> **The exercise**: Report every line of the material that contains the word "antenna", copying each such line in full.

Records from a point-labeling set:
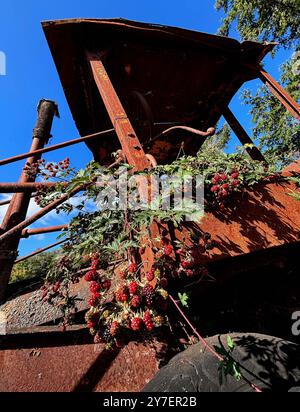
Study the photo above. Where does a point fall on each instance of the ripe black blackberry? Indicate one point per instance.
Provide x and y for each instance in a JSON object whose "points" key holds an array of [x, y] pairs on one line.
{"points": [[149, 294], [107, 336]]}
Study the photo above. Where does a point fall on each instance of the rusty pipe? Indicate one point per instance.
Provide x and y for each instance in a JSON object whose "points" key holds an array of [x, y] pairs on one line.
{"points": [[53, 147], [19, 204], [7, 202], [39, 251], [26, 187], [53, 205], [26, 233]]}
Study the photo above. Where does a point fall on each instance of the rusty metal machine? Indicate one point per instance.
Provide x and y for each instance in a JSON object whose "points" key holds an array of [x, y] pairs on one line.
{"points": [[145, 90]]}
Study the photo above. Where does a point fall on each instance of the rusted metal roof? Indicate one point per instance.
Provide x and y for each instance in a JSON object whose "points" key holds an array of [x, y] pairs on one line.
{"points": [[163, 75]]}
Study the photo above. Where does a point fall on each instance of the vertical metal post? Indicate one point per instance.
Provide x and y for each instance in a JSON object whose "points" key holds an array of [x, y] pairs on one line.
{"points": [[131, 145], [18, 207]]}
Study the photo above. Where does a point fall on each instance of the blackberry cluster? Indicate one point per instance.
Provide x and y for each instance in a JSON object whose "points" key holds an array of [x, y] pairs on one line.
{"points": [[107, 336], [149, 294]]}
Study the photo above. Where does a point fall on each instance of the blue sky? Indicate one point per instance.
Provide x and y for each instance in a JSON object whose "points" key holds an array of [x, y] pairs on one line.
{"points": [[31, 74]]}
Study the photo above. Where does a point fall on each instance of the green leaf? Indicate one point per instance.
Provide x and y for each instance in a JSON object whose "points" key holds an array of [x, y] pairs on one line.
{"points": [[230, 343], [184, 298]]}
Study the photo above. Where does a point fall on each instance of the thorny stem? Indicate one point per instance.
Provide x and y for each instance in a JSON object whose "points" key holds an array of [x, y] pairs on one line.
{"points": [[208, 347]]}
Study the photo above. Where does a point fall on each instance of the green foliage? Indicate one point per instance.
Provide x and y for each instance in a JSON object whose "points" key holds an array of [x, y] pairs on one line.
{"points": [[184, 299], [276, 130], [228, 366], [276, 20], [295, 194], [35, 267]]}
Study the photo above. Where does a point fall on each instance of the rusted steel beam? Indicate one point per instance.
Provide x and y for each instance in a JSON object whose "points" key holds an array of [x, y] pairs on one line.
{"points": [[131, 145], [18, 206], [242, 135], [54, 147], [278, 91], [210, 132], [39, 251], [7, 202], [27, 187], [26, 233]]}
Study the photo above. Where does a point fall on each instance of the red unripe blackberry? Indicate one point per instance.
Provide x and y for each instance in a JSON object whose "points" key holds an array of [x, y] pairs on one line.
{"points": [[122, 274], [114, 328], [56, 287], [132, 268], [150, 276], [106, 284], [164, 283], [147, 317], [149, 293], [95, 287], [95, 262], [136, 301], [133, 288], [94, 301], [98, 339], [91, 325], [149, 326], [122, 295], [107, 337], [168, 250], [136, 324], [224, 193], [90, 276]]}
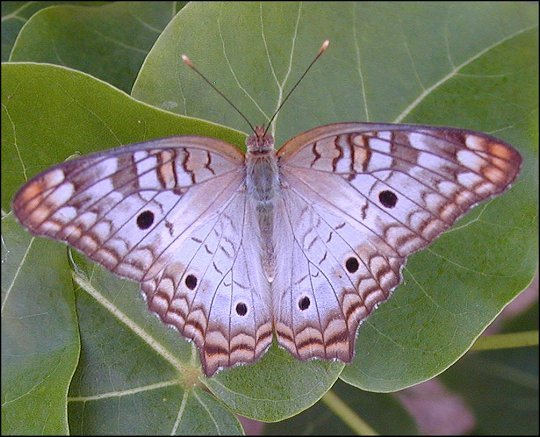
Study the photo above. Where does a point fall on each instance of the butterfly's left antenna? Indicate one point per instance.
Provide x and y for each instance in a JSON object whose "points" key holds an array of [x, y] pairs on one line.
{"points": [[323, 48], [188, 62]]}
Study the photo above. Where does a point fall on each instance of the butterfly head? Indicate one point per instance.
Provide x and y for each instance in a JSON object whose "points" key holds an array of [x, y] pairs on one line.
{"points": [[260, 142]]}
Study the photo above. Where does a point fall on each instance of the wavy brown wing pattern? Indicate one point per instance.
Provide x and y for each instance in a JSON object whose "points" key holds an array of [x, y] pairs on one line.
{"points": [[170, 214], [360, 198]]}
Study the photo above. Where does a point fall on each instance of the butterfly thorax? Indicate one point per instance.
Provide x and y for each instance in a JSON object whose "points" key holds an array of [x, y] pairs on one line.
{"points": [[263, 186]]}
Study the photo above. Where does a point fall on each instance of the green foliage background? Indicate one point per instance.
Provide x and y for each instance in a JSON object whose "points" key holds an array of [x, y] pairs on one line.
{"points": [[81, 353]]}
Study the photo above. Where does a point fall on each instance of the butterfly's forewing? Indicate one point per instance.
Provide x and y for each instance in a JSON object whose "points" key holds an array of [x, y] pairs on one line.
{"points": [[170, 214], [358, 199]]}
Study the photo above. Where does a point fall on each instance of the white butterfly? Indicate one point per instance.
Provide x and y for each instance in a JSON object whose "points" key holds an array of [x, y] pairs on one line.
{"points": [[303, 242]]}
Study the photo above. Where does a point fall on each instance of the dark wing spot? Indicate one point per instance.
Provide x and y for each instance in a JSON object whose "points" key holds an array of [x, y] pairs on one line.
{"points": [[191, 282], [145, 219], [304, 303], [388, 198], [241, 309], [352, 264]]}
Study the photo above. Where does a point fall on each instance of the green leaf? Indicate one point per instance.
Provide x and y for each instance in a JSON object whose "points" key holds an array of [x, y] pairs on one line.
{"points": [[462, 64], [383, 412], [51, 113], [501, 387], [471, 65], [109, 42], [40, 342], [16, 14]]}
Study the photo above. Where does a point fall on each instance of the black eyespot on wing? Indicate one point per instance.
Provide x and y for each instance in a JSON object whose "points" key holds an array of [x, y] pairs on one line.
{"points": [[145, 219], [352, 264], [304, 303], [241, 309], [191, 281], [388, 198]]}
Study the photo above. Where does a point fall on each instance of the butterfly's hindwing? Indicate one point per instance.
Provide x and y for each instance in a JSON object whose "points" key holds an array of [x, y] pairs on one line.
{"points": [[358, 199]]}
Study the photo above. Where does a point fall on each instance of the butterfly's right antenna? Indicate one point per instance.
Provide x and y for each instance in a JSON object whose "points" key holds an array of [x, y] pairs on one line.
{"points": [[188, 62], [323, 48]]}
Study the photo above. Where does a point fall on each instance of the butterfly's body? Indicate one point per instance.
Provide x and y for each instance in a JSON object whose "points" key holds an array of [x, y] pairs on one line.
{"points": [[303, 242], [263, 188]]}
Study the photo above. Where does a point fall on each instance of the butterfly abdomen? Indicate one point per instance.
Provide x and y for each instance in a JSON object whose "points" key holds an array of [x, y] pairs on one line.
{"points": [[262, 185]]}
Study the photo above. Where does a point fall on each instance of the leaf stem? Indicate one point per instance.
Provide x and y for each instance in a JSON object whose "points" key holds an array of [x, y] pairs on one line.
{"points": [[344, 412], [506, 341]]}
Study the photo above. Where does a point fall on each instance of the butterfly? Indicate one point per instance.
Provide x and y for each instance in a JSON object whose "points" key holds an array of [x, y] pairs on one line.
{"points": [[301, 243]]}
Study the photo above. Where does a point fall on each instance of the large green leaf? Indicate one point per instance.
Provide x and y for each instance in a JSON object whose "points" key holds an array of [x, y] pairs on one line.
{"points": [[16, 14], [40, 342], [462, 64], [110, 42], [50, 113], [320, 420], [501, 386]]}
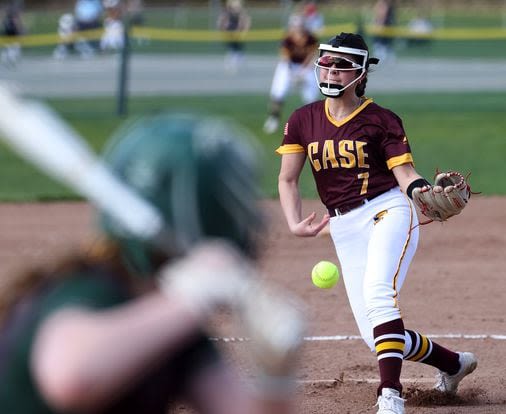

> **Answer**:
Study the photo above. Where does a point fall on each instance of the butterfly's left antenna? Indicate one point per instance.
Study the photo above. Where does a point fall on each instance of the butterfly's right antenna? Indicate one point per instance.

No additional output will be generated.